### PASSAGE:

——————————

Canary Media’s Eating the Earth column explores the connections between the food we eat and the climate we live in.

There are not a lot of nice things to say about the destructive, exploitative, sadistic, oligopolistic chicken industry. 

The American chicken cartel mistreats billions of birds, breeding and feeding them to grow so breast-heavy so quickly they can barely stand, cramming them into overcrowded sheds where they wallow in filth and disease. It’s almost as mean to the low-wage workers who risk their lives and fingers at its packing houses — and when Covid hit, the industry persuaded President Trump to keep them working no matter the risk. Big Chicken also shafts its debt-trapped contract farmers, fouls the air and water with mountains of manure, and consumes millions of tons of grain that require millions of acres to grow — all so that you can enjoy your wings and McNuggets.

But here’s one nice thing to say about the ruthless industrialization of chicken: Over the last half century, it’s arguably done more to slow global warming than any other change in American life. The hyperefficiency of factory farms that treat sentient birds like edible widgets has made broilers cheaper, and the resulting shift in our diets from disastrous-for-the-climate beef toward mediocre-for-the-climate chicken has prevented massive amounts of greenhouse gas emissions. The cows painting EAT MOR CHIKIN signs in Chick-Fil-A ads actually have the right idea.

——————————

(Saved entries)
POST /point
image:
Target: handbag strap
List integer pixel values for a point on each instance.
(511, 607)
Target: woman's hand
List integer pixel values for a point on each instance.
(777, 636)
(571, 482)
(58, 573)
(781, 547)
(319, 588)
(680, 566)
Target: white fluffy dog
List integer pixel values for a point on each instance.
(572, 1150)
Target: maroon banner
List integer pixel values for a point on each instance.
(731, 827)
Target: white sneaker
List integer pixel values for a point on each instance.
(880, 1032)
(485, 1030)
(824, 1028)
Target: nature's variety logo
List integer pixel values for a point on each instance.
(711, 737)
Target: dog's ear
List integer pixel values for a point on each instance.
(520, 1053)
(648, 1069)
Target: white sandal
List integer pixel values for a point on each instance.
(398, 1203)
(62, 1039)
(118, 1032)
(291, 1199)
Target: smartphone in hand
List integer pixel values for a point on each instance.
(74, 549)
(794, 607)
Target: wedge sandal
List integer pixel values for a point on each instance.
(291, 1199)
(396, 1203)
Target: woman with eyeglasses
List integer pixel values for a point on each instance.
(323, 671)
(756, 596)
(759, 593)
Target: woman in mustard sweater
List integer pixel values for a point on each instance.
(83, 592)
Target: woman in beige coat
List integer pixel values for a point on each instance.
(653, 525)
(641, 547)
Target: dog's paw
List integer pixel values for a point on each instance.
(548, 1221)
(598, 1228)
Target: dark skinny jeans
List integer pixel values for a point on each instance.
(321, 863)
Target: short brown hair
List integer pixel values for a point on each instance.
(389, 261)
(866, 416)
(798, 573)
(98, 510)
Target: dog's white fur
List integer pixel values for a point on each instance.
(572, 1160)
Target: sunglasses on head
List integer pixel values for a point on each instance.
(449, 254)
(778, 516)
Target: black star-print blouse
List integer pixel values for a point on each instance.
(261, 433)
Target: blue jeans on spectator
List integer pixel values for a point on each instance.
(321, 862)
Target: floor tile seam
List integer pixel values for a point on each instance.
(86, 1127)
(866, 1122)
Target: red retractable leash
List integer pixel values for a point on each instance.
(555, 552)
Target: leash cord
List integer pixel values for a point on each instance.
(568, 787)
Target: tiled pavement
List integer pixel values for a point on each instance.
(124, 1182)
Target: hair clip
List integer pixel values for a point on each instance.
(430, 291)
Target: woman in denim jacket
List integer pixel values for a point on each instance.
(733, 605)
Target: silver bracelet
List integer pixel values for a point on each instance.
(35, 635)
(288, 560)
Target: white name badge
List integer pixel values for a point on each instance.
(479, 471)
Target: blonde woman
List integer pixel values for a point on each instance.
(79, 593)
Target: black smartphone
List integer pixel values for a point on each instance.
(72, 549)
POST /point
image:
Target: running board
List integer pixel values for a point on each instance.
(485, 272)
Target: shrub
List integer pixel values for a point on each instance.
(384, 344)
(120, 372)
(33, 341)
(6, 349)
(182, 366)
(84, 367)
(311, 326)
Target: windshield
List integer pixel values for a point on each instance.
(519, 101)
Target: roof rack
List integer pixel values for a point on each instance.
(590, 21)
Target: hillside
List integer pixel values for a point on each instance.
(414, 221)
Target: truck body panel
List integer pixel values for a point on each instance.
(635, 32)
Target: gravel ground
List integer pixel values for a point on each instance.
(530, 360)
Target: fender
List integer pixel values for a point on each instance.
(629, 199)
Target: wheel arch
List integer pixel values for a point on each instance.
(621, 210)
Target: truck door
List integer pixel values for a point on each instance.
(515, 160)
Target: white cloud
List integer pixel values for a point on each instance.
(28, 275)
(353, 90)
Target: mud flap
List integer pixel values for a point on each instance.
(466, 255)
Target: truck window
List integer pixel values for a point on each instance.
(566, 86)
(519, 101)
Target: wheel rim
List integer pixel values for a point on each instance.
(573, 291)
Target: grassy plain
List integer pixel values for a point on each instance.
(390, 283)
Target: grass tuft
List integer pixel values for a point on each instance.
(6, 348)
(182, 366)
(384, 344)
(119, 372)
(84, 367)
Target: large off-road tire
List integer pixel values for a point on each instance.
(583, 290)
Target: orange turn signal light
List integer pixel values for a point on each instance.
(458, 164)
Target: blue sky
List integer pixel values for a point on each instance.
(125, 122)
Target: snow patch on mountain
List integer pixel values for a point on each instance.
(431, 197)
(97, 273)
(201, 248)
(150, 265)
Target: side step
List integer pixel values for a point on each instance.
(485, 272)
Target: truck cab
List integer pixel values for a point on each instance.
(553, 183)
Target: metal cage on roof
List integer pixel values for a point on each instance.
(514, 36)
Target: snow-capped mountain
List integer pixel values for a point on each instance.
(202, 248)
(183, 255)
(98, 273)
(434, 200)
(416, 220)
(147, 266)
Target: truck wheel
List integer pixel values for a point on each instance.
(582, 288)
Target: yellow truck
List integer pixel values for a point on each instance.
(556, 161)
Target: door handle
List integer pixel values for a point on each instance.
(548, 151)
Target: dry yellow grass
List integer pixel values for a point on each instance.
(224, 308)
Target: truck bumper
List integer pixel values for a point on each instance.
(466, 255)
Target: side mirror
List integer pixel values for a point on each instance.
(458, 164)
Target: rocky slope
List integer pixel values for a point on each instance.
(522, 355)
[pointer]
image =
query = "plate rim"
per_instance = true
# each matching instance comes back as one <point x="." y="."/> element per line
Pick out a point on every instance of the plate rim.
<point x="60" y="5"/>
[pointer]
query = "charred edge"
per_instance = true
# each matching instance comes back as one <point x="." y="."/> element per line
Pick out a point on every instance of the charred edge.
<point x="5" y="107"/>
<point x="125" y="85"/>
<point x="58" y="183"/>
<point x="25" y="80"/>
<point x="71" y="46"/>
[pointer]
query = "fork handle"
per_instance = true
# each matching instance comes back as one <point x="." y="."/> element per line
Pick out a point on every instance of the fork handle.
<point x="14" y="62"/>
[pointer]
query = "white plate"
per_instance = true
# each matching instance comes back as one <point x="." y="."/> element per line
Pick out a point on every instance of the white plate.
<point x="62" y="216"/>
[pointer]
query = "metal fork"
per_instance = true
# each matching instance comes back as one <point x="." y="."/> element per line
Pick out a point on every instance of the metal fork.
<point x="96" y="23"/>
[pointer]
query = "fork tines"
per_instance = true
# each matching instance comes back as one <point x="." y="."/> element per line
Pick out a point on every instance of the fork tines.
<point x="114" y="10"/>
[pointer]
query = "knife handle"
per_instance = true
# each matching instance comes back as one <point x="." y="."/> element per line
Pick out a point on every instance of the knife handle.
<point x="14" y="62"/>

——————————

### DIRECTIONS:
**A)** Answer these from the chicken industry column:
(i) What does the Eating the Earth column explore?
(ii) Whom did the industry persuade to keep packing-house workers on the job when Covid hit?
(iii) What signs do the cows paint in Chick-Fil-A ads?
**B)** In the chicken industry column, list every adjective applied to the chicken industry in the sentence beginning "There are not a lot of nice things".
**C)** Write a continuation of the chicken industry column, picking up after its final sentence.

### ANSWERS BY TASK:
**A)**
(i) The connections between the food we eat and the climate we live in.
(ii) President Trump.
(iii) EAT MOR CHIKIN signs.

**B)** destructive, exploitative, sadistic, oligopolistic

**C)**
The larger point isn’t that the nastiness of industrial chicken should be overlooked. It’s that climate action and climate policy almost always involve trade-offs.

Wind farms can kill birds. Zero-emissions nuclear plants can go Fukushima. Electric-vehicle subsidies disproportionately benefit the rich. Replacing a coal-fired power plant with a gas plant can reduce short-term emissions, but also lock in decades of fossil-fuel combustion. Shutting down a carbon-spewing American factory can end up outsourcing the production to a foreign factory that spews even more carbon. And if carbon taxes and other unpopular climate-friendly policies cost climate-friendly politicians their jobs, are they truly climate-friendly?

It’s complicated. Earth is the only planet we’ve discovered with sushi, Rüfüs Du Sol and breathable air, so some of us believe our species needs to get serious about preventing it from boiling. But even for most climate hawks, reducing emissions is a priority, not the priority. Otherwise, we’d all be like James Cromwell, the Hollywood actor who recently super-glued himself to a Starbucks counter to protest the coffee chain’s higher prices for climate-friendlier (and costlier!) plant-based milk.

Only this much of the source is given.